Return each line in the records below that includes "flower".

____ Data under study

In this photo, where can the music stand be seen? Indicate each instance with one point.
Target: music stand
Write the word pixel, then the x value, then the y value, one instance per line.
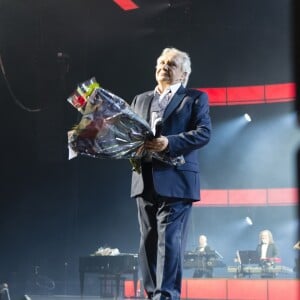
pixel 248 257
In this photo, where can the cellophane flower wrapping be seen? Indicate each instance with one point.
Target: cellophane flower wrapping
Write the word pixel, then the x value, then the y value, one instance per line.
pixel 109 128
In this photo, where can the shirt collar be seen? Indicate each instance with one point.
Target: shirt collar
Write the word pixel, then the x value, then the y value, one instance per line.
pixel 172 88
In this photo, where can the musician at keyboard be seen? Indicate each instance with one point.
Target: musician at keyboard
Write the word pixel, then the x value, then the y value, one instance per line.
pixel 206 257
pixel 267 253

________

### [Answer area]
In this photo, where can the cellophane flower wrapping be seen? Indicate each instance with one point.
Target: cellophane flower wrapping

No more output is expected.